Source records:
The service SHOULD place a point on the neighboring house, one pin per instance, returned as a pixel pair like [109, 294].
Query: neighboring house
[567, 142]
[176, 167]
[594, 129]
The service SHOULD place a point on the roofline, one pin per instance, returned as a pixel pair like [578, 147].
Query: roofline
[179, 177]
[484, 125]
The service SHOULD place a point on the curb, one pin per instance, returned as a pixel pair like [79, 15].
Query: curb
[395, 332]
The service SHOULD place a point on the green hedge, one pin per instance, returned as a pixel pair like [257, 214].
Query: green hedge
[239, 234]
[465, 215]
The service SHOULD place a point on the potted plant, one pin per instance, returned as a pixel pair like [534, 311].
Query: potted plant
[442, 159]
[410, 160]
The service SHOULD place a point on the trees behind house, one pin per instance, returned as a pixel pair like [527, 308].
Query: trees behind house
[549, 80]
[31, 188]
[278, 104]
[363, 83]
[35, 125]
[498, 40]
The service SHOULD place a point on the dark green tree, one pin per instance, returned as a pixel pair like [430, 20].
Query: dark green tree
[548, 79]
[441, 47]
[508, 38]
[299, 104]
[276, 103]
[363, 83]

== Brief ==
Rewrite all of the lines above, renaming "pixel pair" to "coordinate pair" wherever it occurs and leaving everything else unchanged.

== Response for this exercise ==
The service SHOULD place a point on the neighboring house, one pin per instance, returned as a coordinate pair like [109, 294].
Query: neighboring house
[567, 142]
[176, 167]
[594, 129]
The service SHOULD place a point on the roofline, one pin per instance, returned as a coordinate pair like [578, 147].
Query: roofline
[179, 177]
[484, 125]
The service SHOULD place a point on the curb, one pin per instance, returned as a coordinate pair like [79, 15].
Query: curb
[395, 332]
The service SHOULD place a point on the green hedge, one pin per instance, returned as a coordinate pair like [257, 214].
Query: green hedge
[239, 234]
[465, 215]
The service SHOULD place a point on the potted plant, one pin per instance, returned as a coordinate pair like [534, 311].
Query: potted plant
[442, 159]
[410, 160]
The service SHOULD place a point on the trees behind house, one pin per instance, returned as a coordinate pair like [527, 308].
Query: trees behind house
[549, 80]
[31, 188]
[278, 104]
[363, 83]
[35, 125]
[498, 40]
The service SHOULD place a point on the dark green tree, one pin per instance, returned as a coordinate pair like [430, 20].
Query: dark green tree
[548, 79]
[441, 47]
[508, 38]
[299, 104]
[276, 103]
[363, 83]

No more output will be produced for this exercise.